■ Petit problème A
D'après le texte fourni, expliquez d'où est née la décision implicite de rejet dont M. D... a demandé l'annulation au tribunal administratif de la Martinique.

■ Texte fourni
1. M. D..., commandant divisionnaire de police, affecté au sein de la circonscription de sécurité publique de Fort-de-France depuis le 17 août 1990, a sollicité le bénéfice d'une bonification d'ancienneté au titre de l'avantage spécifique d'ancienneté. L'intéressé a alors adressé à l'administration une demande de révision de sa situation administrative par l'octroi du bénéfice de l'avantage spécifique d'ancienneté, par lettre du 17 novembre 2015. Sa carrière a été reconstituée à ce titre par un arrêté du ministre de l'intérieur du 20 décembre 2017, sans que cette reconstitution ait été effectivement mise en œuvre. Par un courrier du 23 avril 2019, resté sans réponse de l'administration, M. D... a sollicité la régularisation de sa situation. M. D... a alors saisi le tribunal administratif de la Martinique d'une demande tendant à l'annulation de la décision implicite de rejet née du silence gardé par le ministre de l'intérieur sur sa demande d'attribution de l'avantage spécifique d'ancienneté et à ce qu'il soit enjoint à la même autorité de reconstituer sa carrière en tenant compte de cette bonification. Par jugement du 18 juin 2020, ce tribunal a annulé cette décision implicite en tant seulement qu'elle a rejeté la demande d'attribution de l'avantage spécifique d'ancienneté au titre de son affectation à la circonscription de sécurité publique de Fort-de-France à compter du 1er janvier 2011, en enjoignant au ministre de l'intérieur de reconstituer sa carrière en tenant compte de ses droits à l'avantage spécifique d'ancienneté pour la période courant à compter du 1er janvier 2011 et de procéder au versement des sommes correspondant à cette restitution. M. D... relève appel de ce jugement en tant qu'il a rejeté les conclusions de sa demande tendant au versement des sommes correspondant à la reconstitution de carrière pour la période antérieure au 1er janvier 2011.

■ Enregistrements fournis

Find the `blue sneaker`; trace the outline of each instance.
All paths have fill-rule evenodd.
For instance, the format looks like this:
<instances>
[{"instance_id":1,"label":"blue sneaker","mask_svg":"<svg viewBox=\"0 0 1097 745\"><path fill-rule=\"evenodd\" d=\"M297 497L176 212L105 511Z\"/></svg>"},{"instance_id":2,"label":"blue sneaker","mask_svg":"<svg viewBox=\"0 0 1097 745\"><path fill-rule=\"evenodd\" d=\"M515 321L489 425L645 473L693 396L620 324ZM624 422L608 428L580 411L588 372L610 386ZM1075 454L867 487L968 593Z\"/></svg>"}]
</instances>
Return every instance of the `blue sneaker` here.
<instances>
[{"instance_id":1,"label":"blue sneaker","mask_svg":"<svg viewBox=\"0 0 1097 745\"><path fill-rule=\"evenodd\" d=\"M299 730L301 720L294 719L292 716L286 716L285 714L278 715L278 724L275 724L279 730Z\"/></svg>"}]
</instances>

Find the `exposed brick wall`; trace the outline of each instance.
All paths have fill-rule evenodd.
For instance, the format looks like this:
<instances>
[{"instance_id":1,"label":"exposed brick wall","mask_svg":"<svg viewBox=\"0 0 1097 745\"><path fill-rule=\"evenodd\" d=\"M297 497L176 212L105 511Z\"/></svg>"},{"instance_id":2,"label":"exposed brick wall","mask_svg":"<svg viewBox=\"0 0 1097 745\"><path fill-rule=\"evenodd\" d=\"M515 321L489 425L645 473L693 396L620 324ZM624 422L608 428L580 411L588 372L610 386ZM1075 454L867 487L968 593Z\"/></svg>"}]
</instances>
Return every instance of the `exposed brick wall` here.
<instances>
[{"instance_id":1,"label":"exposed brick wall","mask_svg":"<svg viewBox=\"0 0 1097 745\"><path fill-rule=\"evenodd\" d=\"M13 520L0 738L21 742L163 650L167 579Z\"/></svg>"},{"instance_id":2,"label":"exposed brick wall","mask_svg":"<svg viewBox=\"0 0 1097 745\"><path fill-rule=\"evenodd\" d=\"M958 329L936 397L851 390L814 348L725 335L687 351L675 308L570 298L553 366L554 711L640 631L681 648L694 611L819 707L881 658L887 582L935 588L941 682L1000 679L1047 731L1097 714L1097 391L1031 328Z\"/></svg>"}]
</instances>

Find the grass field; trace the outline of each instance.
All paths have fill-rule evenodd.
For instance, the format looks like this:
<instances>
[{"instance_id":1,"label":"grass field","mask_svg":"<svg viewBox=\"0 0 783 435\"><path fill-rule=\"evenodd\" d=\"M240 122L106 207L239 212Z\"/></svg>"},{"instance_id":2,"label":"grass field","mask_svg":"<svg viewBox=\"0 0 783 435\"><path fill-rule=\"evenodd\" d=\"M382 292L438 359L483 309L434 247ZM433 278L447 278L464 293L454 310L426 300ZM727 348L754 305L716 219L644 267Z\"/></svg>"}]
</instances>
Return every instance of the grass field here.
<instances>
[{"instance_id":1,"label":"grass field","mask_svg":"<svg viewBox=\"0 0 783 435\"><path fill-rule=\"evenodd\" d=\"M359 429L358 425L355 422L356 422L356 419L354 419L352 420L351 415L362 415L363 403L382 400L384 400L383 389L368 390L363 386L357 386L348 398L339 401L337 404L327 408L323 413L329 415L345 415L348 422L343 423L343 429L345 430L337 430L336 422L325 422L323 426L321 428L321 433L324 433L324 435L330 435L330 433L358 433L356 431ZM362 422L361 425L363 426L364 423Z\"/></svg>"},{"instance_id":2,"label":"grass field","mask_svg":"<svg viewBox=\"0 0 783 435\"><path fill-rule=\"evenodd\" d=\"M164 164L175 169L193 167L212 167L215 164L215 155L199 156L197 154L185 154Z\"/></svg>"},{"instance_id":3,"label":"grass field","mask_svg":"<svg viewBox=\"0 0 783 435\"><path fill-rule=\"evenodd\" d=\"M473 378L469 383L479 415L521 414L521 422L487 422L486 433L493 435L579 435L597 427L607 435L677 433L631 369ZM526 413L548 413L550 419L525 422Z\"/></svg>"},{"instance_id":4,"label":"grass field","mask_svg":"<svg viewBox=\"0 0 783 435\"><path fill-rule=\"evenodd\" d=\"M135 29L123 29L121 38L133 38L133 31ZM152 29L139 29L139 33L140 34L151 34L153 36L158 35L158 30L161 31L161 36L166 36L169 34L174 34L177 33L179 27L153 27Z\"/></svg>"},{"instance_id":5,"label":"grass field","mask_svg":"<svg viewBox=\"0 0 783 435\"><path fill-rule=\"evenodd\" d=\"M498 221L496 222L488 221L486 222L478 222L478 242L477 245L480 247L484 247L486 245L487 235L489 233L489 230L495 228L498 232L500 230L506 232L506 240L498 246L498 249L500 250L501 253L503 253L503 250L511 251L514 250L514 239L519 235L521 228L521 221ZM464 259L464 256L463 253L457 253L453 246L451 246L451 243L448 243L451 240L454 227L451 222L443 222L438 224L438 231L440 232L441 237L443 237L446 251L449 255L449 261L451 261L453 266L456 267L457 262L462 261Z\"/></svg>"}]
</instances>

■ Petit problème B
Déterminez combien de lignes des enregistrements contiennent la chaîne « here », en respectant la casse, et donnez uniquement ce nombre.

■ Réponse A
Cette décision implicite de rejet est née du silence gardé par le ministre de l'intérieur sur la demande de M. D... tendant à l'attribution de l'avantage spécifique d'ancienneté. Son courrier du 23 avril 2019 sollicitant la régularisation de sa situation était resté sans réponse de l'administration.

■ Réponse B
3